■ Exercise goal
In the tutorial below on minimizing cable length between computers and sockets, what total cable length does each optimal connection have when A = [0, 10] and B = [20, 30]?

■ Document excerpt
C++ program to count in how many ways we can minimize cable length to connect computers

C++Server Side ProgrammingProgramming

Suppose we have two arrays A and B both with N elements. Consider there are N computers and N sockets. The coordinate of ith computer is A[i] and coordinate of ith socket is b[i]. These 2N coordinates are pair-wise distinct. We want to connect each computer with a socket by cables. Each socket can be connected at most one computer. We have to count in how many ways we can minimize the length of cables. If the answer is too large, return result mod 10^9 + 7.

So, if the input is like A = [0, 10]; B = [20, 30], then the output will be 2, because there are two optimal connections, (0 to 20, 10 to 30) and (0 to 30, 10 to 20). In both cases, the total length of cables is 40.

Steps

To solve this, we will follow these steps −

maxn := 200005
p := 10^9 + 7
Define one array of pair for integer type elements
n := size of A
for initialize i := 0, when i < n, update (increase i by 1), do:
   first element of a[i] := A[i]
   second element of a[i] := 1
for initialize i := n, when i < 2 * n, update (increase i by 1), do:
   first element of a[i] := B[i - n]
   second element of a[i] := -1
sort the array a
ways := 1, val = 0
for initialize i := 0, when i < 2 * n, update (increase i by 1), do:
   if val * second element of a[i] < 0, then:
      ways := ways * |val|
   val := val + (second element of a[i])

■ Material
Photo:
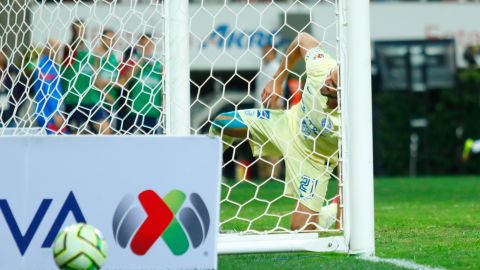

■ Task solution
40